* [PROBLEM TO SOLVE]
Swap "sign board" for "signpost" in the material from the line with "outline white sign board" up to and including the line with "M454 167L454 157L444 157L444 167Z". Give back only those lines, with nothing else changed.

* [MATERIAL]

○ ○ ○ ○ ○

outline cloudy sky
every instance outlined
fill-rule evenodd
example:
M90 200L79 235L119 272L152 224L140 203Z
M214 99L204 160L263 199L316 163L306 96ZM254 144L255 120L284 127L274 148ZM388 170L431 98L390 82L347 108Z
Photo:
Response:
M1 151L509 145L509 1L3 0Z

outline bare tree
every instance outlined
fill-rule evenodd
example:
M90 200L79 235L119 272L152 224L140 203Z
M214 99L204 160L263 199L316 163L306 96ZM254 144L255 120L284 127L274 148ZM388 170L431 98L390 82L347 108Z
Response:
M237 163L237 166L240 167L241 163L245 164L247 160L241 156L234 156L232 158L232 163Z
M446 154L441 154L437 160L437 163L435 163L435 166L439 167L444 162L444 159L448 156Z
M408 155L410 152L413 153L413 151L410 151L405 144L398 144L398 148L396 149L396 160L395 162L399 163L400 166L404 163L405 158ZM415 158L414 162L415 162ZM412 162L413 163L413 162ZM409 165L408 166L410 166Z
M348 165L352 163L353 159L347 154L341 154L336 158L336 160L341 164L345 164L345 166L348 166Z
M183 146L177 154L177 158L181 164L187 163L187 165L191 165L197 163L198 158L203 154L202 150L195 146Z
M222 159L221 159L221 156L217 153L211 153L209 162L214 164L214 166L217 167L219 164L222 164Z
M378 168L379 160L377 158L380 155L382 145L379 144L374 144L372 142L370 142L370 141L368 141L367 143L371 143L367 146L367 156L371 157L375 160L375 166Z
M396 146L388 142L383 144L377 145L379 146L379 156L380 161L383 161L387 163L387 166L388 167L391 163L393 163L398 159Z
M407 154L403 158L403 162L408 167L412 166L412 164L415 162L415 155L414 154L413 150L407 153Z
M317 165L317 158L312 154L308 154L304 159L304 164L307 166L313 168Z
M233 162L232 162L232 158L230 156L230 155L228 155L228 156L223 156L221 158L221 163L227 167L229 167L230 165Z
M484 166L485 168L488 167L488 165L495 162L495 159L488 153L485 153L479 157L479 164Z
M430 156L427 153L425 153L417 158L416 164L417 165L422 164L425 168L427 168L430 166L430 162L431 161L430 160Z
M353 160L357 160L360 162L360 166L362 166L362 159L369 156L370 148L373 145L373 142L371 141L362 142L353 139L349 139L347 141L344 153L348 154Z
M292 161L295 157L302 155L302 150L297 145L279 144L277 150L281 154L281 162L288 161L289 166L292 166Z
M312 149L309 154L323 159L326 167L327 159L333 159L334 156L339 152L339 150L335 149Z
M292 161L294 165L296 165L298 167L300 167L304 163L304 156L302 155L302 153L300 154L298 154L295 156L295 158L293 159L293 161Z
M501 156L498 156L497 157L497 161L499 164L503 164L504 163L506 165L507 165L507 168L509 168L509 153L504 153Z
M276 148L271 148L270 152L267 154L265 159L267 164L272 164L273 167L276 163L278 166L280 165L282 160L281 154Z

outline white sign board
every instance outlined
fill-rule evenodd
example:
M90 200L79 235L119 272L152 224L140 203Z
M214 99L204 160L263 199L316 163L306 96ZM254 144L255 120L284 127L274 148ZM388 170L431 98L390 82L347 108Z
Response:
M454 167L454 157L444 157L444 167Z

○ ○ ○ ○ ○

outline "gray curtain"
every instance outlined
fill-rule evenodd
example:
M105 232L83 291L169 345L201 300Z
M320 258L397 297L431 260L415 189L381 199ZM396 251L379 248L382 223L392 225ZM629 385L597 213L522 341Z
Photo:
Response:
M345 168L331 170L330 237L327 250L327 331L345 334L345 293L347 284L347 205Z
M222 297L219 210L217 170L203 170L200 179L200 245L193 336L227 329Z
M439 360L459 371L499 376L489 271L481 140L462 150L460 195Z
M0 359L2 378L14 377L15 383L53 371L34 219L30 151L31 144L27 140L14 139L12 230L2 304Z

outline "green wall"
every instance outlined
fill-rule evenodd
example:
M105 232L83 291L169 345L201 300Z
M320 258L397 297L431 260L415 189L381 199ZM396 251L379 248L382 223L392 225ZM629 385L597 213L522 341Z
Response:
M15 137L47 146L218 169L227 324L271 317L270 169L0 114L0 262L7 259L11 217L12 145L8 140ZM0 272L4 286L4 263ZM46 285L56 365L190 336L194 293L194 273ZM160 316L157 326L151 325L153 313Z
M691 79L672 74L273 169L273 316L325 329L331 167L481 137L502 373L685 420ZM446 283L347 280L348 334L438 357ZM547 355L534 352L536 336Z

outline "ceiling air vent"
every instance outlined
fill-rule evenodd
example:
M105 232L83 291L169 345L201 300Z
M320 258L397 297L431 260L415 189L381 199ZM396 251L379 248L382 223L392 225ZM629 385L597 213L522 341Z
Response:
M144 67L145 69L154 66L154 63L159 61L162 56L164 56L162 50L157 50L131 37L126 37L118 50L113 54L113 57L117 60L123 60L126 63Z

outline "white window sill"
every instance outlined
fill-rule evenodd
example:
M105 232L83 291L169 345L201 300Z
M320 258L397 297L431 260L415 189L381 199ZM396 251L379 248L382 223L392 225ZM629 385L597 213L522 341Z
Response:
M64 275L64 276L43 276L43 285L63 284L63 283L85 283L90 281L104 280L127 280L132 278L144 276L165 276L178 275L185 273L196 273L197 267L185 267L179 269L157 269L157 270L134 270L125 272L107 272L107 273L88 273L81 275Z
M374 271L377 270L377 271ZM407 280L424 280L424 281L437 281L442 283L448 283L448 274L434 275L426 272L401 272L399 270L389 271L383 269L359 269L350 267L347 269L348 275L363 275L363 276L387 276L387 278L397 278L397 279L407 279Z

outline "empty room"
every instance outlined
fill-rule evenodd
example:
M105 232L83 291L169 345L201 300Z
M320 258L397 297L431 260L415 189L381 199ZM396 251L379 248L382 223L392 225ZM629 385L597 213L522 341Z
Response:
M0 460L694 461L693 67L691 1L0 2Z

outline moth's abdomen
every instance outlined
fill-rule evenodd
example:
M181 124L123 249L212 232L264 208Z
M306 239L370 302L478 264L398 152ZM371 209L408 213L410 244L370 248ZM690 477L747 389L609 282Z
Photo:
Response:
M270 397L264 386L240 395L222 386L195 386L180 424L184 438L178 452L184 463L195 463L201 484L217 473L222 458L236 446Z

○ ○ ○ ○ ○

* [EXERCISE OUTPUT]
outline white signpost
every instance outlined
fill-rule evenodd
example:
M90 200L79 235L119 272L152 224L140 203Z
M214 99L204 160L263 199L316 163L306 96ZM254 144L255 120L284 127L274 148ZM388 170L431 98L390 82L347 108Z
Response:
M454 167L454 157L444 157L444 167Z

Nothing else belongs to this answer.